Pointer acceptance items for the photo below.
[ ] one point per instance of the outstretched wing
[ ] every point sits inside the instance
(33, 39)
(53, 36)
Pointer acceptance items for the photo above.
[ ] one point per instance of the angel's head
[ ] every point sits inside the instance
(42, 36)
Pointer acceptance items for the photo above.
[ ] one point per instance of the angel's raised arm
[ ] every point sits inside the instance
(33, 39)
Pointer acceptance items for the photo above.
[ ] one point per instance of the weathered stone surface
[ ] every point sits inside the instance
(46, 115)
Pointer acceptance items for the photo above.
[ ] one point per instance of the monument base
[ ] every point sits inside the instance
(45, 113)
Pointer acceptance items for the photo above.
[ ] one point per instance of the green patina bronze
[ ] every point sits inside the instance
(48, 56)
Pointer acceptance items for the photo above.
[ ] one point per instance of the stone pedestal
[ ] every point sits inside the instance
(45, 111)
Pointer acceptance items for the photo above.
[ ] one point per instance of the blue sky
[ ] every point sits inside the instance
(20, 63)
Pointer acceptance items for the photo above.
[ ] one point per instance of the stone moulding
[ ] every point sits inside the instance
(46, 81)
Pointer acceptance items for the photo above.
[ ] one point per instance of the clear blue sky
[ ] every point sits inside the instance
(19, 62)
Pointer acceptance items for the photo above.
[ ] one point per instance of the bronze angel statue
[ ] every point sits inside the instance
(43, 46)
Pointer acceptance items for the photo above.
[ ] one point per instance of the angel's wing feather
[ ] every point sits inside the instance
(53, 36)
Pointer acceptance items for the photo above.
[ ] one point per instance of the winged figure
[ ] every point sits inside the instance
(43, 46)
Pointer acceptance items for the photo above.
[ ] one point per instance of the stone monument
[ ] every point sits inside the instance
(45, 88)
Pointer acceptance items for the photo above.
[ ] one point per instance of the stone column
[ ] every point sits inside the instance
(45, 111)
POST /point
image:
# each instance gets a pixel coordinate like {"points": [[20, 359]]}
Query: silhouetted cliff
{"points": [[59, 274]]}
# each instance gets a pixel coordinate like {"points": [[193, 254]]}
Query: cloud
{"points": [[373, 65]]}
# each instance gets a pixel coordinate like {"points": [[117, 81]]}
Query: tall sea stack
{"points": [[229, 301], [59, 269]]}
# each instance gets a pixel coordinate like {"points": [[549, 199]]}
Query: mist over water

Goal:
Repeat the data exactly. Leave nothing out.

Answer for the task:
Pointer acceptance items for the photo below.
[ ] one point per instance of the outstretched wing
[ ] every point sits inside the instance
(33, 39)
(53, 36)
Pointer acceptance items for the photo above.
[ ] one point per instance of the angel's head
[ ] every point sits inside the instance
(42, 36)
Pointer acceptance items for the photo above.
[ ] one point per instance of the angel's raised arm
[ ] every point sits inside the instance
(33, 39)
Pointer acceptance items for the photo above.
[ ] one point per instance of the weathered stone surface
[ ] every point sits inside the instance
(46, 115)
Pointer acceptance items for the photo above.
[ ] one point per instance of the monument base
[ ] every point sits inside the instance
(45, 113)
Pointer acceptance items for the photo above.
[ ] one point per instance of the green patina bronze
[ ] every point sits inside the instance
(48, 56)
Pointer acceptance items for the photo above.
[ ] one point per instance of the stone pedestal
[ ] every point sits inside the instance
(45, 111)
Pointer acceptance items for the photo above.
[ ] one point per instance of the blue sky
[ ] every point sits inside the instance
(20, 63)
Pointer acceptance items for the photo above.
[ ] one point per instance of the stone moulding
[ ] every point sits inside the instance
(46, 81)
Pointer acceptance items for the photo above.
[ ] one point per instance of the clear blue sky
[ ] every point sits inside the instance
(19, 62)
Pointer acceptance items for the photo above.
[ ] one point per instance of the bronze angel statue
[ ] every point sits inside the instance
(43, 46)
Pointer acceptance items for the photo above.
[ ] one point per instance of the angel's wing feather
[ ] every point sits inside the instance
(53, 36)
Pointer acceptance items for the photo above.
[ ] one point per instance of the winged figure
[ ] every point sits inside the instance
(43, 46)
Pointer acceptance items for the photo above.
[ ] one point per instance of the stone monument
[ ] every point sits inside the instance
(45, 88)
Pointer acceptance items for the photo above.
[ ] one point per instance of the stone column
[ ] every point sits inside the instance
(45, 111)
POST /point
image:
# each instance gets a pixel coordinate like {"points": [[20, 359]]}
Query: silhouetted cliff
{"points": [[59, 274]]}
# each instance gets a pixel coordinate like {"points": [[193, 254]]}
Query: cloud
{"points": [[373, 65]]}
# each instance gets a pixel coordinate like {"points": [[117, 81]]}
Query: tall sea stack
{"points": [[229, 301], [59, 269]]}
# each instance gets a pixel coordinate like {"points": [[549, 199]]}
Query: mist over water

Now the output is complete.